GIVEN TEXT:
Efficiency of energy transfers

Cards (11)

  • Efficiency of Energy Transfers
    The proportion of the Sun's energy that is made available to photosynthetic plants
  • Reasons why a large proportion of the Sun's energy is not made available to photosynthetic plants
    • Light falls away from plants
    • Light passes through leaves or is reflected away
    • Light is a mixture of wavelengths, and only certain wavelengths stimulate photosynthesis
  • Photosynthesis
    1. Primary producers such as plants and algae convert light energy to chemical energy in biological molecules
    2. The storing of this chemical energy as plant biomass makes a certain amount of energy available to the next trophic level the primary consumers
  • Reasons why only a small percentage of plant biomass becomes biomass in the primary consumer
    • Not all the plant's biomass is eaten by the primary consumer
    • Not all the consumer's biomass intake is digested
    • The primary consumer converts a lot of chemical energy to movement and heat, and only a small amount to new biomass in its own body
  • The efficiency of biomass transfer from one trophic level to the next is low, typically around 10%
  • Calculating efficiency of biomass transfers between trophic levels
    1. Efficiency of transfer (biomass transferred / biomass intake) x 100
    2. Biomass transferred: biomass that has passed to the higher trophic level
    3. Biomass intake: biomass of the lower trophic level that has been consumed
  • Worked example: Blackberry bush and aphids
    • Blackberry bush mass: 35 kg
    • Aphid mass: 4.1 kg
    • Efficiency of energy transfer = (4.1 / 35) x 100 = 11%
  • Calculating the efficiency of energy transfer between trophic levels
    1. Efficiency of energy transfer = (net productivity of primary consumers / net productivity of producers) x 100
    2. Efficiency of energy transfer = (net productivity of secondary consumers / net productivity of primary consumers) x 100
    3. Net productivity of producers (NPP) = GPP - R
    4. Net productivity of consumers = N = 1 - (F + R)

WHAT YOU WILL DO: Using the flashcards on energy transfer efficiency, explain why only a small percentage of plant biomass becomes biomass in the primary consumer.

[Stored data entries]
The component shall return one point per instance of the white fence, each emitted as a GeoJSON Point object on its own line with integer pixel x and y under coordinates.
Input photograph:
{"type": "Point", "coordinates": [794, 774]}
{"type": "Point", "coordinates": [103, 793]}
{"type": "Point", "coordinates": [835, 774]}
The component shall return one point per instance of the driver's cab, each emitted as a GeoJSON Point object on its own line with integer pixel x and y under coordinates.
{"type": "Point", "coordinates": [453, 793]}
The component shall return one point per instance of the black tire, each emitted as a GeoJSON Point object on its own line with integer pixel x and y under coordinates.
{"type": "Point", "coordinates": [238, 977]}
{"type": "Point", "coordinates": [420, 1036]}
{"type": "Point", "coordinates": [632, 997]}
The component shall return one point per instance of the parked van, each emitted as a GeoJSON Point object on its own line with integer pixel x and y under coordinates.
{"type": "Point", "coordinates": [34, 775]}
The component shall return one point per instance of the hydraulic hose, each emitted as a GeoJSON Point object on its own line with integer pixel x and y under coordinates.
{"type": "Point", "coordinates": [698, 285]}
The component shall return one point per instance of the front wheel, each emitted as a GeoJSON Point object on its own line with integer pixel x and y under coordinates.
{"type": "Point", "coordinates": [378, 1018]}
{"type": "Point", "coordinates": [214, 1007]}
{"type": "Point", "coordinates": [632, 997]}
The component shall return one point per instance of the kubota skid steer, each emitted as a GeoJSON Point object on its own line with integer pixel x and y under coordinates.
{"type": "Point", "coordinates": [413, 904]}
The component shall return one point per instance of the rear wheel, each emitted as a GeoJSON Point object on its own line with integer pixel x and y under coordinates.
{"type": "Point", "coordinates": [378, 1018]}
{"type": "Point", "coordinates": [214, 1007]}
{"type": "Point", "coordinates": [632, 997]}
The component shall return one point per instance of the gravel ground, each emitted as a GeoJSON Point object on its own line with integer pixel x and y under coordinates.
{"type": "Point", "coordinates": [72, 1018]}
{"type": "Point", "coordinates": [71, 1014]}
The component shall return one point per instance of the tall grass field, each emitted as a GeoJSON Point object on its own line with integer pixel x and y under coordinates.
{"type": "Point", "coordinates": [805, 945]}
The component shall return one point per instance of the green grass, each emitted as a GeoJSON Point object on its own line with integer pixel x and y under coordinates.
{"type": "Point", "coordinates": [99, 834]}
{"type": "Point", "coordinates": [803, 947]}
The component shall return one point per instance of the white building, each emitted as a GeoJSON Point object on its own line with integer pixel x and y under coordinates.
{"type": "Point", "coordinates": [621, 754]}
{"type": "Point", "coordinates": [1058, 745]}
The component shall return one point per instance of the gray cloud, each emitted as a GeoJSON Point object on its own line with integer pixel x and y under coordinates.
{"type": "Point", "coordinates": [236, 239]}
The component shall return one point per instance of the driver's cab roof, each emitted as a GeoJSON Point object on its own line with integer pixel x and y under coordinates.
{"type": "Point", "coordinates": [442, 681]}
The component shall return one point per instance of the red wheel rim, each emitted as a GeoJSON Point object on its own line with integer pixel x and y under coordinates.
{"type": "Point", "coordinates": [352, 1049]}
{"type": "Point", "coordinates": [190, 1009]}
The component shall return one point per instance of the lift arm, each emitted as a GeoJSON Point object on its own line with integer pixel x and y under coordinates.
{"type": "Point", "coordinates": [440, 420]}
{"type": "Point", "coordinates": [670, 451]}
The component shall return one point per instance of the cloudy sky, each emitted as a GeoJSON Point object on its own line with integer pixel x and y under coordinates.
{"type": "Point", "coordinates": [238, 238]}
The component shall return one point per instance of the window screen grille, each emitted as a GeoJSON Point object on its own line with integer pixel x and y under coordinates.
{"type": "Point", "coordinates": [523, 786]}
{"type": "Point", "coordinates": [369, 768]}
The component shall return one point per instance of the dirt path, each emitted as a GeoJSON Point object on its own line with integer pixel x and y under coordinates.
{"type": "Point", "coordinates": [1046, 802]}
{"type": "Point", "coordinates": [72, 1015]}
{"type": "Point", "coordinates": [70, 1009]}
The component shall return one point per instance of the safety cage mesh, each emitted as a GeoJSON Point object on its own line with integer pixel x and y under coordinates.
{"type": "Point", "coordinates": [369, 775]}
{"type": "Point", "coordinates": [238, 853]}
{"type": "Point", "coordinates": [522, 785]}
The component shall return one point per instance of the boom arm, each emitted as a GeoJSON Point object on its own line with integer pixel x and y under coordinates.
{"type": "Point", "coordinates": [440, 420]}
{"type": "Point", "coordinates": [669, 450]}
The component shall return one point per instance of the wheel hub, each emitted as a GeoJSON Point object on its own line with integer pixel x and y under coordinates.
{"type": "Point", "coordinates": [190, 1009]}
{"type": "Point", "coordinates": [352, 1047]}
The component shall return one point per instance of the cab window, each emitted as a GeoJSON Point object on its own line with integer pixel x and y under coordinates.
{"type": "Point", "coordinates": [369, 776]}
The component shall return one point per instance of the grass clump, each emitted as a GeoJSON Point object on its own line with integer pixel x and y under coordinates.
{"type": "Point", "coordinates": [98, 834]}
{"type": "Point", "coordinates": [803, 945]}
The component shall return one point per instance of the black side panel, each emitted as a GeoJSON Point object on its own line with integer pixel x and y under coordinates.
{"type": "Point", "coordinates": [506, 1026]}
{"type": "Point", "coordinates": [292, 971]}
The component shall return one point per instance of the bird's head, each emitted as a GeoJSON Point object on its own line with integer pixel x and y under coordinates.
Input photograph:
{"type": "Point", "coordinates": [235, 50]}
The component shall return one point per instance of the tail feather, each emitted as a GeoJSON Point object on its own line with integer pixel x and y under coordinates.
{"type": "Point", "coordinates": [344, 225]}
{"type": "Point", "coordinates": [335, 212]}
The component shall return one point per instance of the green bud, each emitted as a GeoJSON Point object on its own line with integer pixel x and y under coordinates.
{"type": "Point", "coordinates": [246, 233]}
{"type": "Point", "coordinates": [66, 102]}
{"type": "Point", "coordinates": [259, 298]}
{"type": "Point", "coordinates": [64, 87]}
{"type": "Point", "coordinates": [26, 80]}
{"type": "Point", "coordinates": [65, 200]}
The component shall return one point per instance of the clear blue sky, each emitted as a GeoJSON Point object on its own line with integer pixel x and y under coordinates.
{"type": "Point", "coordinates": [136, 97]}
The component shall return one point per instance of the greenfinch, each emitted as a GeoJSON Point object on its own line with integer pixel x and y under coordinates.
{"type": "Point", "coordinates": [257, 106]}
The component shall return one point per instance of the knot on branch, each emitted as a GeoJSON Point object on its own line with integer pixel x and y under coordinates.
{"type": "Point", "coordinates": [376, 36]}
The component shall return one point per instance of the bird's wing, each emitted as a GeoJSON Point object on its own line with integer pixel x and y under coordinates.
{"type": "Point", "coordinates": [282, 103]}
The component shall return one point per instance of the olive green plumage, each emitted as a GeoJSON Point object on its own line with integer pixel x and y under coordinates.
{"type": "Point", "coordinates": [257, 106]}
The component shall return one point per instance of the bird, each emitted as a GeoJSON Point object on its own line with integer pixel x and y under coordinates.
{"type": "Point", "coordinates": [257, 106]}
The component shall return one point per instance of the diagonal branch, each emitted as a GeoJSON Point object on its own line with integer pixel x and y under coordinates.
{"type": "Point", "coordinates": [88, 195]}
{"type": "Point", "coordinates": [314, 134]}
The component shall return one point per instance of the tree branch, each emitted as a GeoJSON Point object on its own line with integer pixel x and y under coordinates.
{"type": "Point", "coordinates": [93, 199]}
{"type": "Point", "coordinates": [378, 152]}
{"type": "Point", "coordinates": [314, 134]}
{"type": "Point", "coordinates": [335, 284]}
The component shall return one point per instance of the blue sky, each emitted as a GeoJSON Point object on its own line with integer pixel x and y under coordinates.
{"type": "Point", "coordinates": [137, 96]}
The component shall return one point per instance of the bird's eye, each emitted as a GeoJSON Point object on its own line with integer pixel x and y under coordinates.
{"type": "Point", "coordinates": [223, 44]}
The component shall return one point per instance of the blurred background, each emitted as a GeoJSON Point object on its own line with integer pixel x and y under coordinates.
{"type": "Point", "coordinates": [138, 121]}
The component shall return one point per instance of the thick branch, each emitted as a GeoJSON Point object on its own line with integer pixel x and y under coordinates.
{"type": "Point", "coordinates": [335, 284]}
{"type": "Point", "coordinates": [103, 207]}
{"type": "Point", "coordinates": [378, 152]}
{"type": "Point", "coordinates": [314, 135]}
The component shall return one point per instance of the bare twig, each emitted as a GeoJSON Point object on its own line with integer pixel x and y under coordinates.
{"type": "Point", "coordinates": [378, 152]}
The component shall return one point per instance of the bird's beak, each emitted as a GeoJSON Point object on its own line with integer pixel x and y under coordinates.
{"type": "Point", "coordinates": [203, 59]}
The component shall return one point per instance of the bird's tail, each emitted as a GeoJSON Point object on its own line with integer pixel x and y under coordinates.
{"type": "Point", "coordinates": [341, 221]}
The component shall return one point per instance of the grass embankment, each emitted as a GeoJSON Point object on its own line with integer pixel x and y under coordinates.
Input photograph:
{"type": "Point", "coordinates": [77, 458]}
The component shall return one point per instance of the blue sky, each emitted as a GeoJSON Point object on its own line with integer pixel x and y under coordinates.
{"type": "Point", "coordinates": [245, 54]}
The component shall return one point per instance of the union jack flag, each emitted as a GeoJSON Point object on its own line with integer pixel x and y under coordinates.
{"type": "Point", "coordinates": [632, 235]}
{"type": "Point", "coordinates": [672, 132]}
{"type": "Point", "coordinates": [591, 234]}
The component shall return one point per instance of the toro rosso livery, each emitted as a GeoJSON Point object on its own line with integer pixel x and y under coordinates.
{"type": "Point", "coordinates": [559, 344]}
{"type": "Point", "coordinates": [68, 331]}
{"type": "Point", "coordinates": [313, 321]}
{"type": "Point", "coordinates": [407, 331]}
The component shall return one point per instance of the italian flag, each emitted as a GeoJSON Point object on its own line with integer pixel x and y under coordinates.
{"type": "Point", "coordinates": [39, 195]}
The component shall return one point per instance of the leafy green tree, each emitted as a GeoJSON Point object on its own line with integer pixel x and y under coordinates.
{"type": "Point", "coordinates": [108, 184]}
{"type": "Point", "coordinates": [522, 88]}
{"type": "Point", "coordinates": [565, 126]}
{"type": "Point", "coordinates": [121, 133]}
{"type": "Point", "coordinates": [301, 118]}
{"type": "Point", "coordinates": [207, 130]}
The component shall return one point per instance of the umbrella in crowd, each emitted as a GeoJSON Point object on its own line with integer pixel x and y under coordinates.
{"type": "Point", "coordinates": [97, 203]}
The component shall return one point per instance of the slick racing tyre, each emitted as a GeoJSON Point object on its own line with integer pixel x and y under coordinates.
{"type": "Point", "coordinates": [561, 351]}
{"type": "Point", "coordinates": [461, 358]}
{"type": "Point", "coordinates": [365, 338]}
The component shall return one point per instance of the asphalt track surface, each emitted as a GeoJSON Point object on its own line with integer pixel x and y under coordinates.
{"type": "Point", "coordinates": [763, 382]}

ANSWER FOR THE TASK: The primary consumer does not eat all of the plant's biomass, and it does not digest all of the biomass it takes in. It also converts much of its chemical energy to movement and heat, leaving only a small amount for new biomass in its own body.